**Stated goal:**
Rewrite the material from the line containing "Can you find the cabinet handle?" to the line containing "pixel 299 474", both included, as a JSON list of strings with one string per line, leaving out any blank lines.

━━━━━ Given information ━━━━━

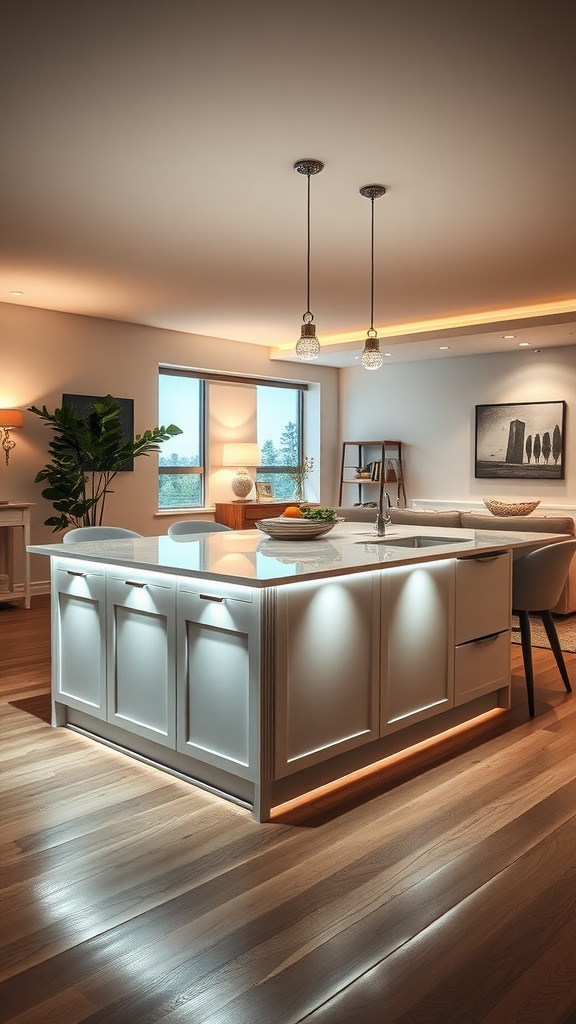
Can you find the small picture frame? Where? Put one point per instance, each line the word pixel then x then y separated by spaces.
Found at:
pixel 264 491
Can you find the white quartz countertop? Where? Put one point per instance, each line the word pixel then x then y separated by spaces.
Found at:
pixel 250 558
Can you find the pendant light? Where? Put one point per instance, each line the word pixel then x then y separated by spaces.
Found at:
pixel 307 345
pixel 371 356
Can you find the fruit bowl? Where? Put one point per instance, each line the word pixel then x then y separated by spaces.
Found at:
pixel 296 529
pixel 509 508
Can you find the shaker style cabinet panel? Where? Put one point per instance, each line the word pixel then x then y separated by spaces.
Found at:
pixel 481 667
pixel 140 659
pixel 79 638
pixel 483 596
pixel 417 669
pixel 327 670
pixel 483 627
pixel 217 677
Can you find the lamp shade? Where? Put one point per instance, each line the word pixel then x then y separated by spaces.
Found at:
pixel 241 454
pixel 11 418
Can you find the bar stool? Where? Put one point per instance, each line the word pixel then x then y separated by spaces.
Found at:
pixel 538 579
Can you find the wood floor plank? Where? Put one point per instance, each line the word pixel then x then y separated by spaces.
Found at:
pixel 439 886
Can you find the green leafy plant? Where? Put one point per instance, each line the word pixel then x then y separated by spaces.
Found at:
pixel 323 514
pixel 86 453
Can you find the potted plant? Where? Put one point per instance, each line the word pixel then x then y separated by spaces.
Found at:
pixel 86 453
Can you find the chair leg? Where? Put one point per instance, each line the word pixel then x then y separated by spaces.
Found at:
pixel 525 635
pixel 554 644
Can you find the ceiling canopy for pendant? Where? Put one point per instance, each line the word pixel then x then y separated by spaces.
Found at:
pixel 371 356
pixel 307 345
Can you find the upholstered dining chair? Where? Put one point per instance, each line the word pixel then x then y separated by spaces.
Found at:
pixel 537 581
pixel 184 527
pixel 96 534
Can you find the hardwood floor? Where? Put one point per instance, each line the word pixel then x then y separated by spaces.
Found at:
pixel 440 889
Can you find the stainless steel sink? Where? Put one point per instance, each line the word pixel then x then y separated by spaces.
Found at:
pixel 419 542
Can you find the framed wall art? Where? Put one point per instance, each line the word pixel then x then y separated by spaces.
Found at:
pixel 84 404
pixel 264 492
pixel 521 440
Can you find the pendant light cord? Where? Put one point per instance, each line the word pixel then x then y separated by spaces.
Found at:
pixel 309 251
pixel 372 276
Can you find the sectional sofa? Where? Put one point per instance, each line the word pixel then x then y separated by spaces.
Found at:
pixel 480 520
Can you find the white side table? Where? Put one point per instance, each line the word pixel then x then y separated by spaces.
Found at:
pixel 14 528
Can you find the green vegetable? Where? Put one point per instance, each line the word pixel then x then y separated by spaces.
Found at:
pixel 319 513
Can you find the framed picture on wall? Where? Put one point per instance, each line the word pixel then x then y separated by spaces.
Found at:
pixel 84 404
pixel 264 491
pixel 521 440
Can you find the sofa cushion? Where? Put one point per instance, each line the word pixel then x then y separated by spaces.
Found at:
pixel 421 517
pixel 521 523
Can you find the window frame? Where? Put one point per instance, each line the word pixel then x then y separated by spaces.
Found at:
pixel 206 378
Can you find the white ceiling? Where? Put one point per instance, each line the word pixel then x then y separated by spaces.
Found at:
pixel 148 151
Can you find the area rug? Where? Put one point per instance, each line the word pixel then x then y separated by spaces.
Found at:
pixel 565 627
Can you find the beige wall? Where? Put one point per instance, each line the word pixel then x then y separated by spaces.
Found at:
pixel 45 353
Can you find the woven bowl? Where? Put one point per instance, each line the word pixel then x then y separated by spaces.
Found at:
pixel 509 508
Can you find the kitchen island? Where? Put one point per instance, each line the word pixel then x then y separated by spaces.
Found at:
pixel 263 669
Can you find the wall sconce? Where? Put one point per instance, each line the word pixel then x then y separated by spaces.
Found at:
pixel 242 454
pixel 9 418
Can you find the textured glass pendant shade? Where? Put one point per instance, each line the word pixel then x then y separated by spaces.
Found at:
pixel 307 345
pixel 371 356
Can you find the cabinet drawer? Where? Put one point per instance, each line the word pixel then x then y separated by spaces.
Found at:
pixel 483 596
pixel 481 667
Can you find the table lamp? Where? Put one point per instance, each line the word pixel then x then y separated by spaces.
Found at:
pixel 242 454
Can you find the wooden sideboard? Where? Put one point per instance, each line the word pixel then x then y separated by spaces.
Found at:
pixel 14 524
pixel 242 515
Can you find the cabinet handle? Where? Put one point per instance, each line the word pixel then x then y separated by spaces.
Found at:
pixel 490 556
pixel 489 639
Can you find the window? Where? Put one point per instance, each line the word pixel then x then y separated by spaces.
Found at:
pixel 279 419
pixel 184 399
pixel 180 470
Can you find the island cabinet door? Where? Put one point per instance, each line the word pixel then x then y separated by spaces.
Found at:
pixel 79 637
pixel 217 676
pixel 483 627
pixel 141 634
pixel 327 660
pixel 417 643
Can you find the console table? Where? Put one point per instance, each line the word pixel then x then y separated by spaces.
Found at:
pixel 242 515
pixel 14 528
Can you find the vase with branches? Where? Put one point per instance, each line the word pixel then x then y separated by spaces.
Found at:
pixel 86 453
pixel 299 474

━━━━━
━━━━━ Given information ━━━━━

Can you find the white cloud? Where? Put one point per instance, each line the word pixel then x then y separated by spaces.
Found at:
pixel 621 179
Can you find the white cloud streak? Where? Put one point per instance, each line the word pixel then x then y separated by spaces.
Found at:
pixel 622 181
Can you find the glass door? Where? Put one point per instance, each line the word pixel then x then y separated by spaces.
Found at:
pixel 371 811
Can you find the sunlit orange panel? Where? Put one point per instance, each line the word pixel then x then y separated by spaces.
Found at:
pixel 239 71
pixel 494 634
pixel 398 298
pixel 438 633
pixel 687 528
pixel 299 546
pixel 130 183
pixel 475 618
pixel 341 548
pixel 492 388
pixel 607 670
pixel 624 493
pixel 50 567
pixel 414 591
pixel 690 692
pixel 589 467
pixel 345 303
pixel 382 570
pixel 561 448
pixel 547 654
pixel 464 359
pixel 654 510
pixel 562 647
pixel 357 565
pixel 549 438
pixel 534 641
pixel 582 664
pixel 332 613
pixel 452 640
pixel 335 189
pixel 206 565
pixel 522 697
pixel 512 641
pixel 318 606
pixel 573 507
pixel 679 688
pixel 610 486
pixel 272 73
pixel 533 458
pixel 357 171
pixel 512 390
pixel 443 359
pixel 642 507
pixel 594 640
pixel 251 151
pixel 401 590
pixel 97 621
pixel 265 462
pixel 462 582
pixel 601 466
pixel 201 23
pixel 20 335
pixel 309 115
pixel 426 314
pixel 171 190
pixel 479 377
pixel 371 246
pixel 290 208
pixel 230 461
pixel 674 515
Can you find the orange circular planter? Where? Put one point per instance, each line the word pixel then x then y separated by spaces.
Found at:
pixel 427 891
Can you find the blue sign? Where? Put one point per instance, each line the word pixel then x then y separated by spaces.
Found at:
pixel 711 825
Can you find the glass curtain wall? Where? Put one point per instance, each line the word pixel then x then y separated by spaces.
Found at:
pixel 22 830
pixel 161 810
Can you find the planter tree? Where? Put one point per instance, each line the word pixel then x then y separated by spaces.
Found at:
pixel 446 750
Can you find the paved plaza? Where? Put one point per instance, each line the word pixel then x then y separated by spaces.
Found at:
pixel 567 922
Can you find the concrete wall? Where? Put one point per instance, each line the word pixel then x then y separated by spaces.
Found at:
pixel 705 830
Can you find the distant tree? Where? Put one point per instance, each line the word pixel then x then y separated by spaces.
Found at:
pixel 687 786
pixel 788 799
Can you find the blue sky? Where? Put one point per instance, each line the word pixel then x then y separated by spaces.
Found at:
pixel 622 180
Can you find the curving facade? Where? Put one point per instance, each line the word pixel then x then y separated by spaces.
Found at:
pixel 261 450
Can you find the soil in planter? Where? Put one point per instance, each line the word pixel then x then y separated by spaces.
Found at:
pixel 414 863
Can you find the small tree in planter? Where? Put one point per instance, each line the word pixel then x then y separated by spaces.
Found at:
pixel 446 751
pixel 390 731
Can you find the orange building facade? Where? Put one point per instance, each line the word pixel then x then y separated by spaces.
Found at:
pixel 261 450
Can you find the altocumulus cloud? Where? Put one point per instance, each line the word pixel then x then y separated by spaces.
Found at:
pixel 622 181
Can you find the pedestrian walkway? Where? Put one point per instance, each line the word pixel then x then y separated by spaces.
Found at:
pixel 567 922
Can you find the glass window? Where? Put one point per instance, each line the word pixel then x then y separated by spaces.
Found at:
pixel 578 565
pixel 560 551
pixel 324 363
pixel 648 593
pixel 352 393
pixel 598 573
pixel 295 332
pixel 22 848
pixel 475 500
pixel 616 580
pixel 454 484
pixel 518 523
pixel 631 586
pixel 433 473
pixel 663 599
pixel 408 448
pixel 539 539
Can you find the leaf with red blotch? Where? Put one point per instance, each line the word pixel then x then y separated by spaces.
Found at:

━━━━━
━━━━━ Given information ━━━━━

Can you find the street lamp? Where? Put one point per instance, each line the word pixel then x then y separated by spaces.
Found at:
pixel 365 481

━━━━━

**Reply to the exercise:**
[
  "Can you find the cabinet handle? Where? Put one point per instance, each line the word pixel then x then y separated by spaces.",
  "Found at:",
  "pixel 490 556",
  "pixel 489 639",
  "Can you find the window? Where? Put one point per instance, each line the word pixel then x then y separated by spaces.",
  "Found at:",
  "pixel 279 419",
  "pixel 184 399",
  "pixel 180 470",
  "Can you find the island cabinet door? Where? Put one point per instance, each line the word pixel then x then y separated by spaces.",
  "Found at:",
  "pixel 79 637",
  "pixel 217 676",
  "pixel 483 627",
  "pixel 141 634",
  "pixel 327 660",
  "pixel 417 643",
  "Can you find the console table? Where? Put one point per instance, each line the word pixel then x then y separated by spaces.",
  "Found at:",
  "pixel 242 515",
  "pixel 14 528",
  "Can you find the vase with branches? Where? Put one point per instance, each line the word pixel then x then y separated by spaces.",
  "Found at:",
  "pixel 86 453",
  "pixel 299 474"
]